● **Exercise directions**:
Print the line containing "Where can you see the van?" and every later line of the records. Keep each one exactly as given, ending with the last.

● **Exercise data**:

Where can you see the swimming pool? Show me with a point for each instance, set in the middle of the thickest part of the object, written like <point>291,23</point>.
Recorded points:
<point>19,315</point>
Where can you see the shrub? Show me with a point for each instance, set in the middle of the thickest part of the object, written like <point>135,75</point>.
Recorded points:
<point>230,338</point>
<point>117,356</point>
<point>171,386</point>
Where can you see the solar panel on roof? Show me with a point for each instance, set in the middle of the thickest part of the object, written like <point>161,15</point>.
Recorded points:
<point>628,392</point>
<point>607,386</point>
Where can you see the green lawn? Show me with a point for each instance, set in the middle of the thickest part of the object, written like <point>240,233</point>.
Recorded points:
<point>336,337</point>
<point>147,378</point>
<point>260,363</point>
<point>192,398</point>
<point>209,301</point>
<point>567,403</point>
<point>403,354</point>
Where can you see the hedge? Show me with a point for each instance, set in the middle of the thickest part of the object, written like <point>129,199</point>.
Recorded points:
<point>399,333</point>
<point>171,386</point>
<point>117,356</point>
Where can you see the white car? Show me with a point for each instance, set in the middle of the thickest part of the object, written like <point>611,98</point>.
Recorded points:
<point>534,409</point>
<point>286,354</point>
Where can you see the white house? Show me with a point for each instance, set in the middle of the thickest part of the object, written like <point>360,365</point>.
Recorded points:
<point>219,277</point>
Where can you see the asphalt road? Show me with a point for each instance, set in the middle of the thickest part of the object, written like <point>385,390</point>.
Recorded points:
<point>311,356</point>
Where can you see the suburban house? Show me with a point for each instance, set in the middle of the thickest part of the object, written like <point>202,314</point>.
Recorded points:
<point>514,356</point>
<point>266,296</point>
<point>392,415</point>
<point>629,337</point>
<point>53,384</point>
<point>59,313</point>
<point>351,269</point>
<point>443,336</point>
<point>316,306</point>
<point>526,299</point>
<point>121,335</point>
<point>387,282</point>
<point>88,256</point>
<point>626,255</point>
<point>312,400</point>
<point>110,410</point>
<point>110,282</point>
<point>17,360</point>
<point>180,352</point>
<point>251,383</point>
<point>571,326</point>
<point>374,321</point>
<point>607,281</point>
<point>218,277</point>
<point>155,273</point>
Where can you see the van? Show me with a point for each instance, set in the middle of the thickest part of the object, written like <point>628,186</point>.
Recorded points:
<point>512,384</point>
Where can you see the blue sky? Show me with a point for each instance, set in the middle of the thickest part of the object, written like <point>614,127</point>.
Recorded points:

● **Response area**:
Where can you see the van? Show me with a point for each instance, set in the middle of the thickest part of the object, written like <point>628,186</point>.
Recorded points:
<point>512,384</point>
Where can you see the blue sky? Show me with a point for each instance, set in the middle of the thickest part of the object, written like <point>614,127</point>.
Recorded points:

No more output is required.